------ Supplied data
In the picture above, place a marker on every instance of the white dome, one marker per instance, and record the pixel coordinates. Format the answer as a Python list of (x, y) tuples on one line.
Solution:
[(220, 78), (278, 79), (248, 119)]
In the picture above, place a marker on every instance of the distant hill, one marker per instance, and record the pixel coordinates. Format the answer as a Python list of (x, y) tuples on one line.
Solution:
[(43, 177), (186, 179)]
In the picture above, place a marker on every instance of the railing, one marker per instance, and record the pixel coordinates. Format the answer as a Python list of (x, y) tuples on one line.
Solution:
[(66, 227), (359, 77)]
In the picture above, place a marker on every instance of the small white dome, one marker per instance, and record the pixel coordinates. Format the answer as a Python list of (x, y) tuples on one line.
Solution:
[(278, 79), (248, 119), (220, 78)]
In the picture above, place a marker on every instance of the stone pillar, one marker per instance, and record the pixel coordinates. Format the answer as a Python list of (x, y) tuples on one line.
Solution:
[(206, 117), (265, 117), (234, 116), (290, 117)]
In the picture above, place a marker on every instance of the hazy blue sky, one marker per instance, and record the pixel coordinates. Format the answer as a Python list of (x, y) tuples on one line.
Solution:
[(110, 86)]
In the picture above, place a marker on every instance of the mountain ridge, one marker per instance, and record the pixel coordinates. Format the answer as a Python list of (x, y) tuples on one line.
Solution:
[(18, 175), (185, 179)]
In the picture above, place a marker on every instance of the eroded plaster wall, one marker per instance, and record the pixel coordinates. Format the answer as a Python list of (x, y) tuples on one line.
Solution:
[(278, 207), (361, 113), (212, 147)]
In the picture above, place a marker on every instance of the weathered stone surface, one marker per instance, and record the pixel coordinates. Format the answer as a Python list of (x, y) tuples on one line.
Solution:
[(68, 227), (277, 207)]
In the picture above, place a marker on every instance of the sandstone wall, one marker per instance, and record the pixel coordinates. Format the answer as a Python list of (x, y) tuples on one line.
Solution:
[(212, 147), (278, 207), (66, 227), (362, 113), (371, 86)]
------------
Required work
Starting at the line that contains "of the hazy" and ending at the end of the material, change "Solution" to "Answer" and give back only those lines with everything else unchanged.

Task solution
In the picture above, place a marker on every instance of the hazy blue sky, one marker per instance, and record the pixel coordinates. Format the answer as a Python list of (x, y) tuples on one line.
Answer:
[(110, 86)]
In the picture above, place a marker on every instance of the mountain ridge, one marker per instance, and record the pixel coordinates. Format the answer as a Python list of (x, y) tuples on one line.
Answer:
[(18, 175), (185, 179)]
In the picture above, place a marker on every instance of the eroded plaster wall, one marker per instance, and record the pixel coordinates. Format the answer as a Python list of (x, y) tuples on one line.
Answer:
[(278, 207), (361, 113), (212, 147)]
In the picture above, place a marker on every instance of the weathered stone surface, one marker per instance, and record the pixel coordinates. Format the answer as a Python list of (x, y) tuples on one line.
Answer:
[(68, 227), (277, 207)]
In the picture above, place a marker on every instance of the sandstone wall, one marker per instance, and record the pixel coordinates. Format the answer as a Python list of (x, y) tuples on one line.
Answer:
[(212, 147), (278, 207), (66, 227), (362, 113), (371, 86)]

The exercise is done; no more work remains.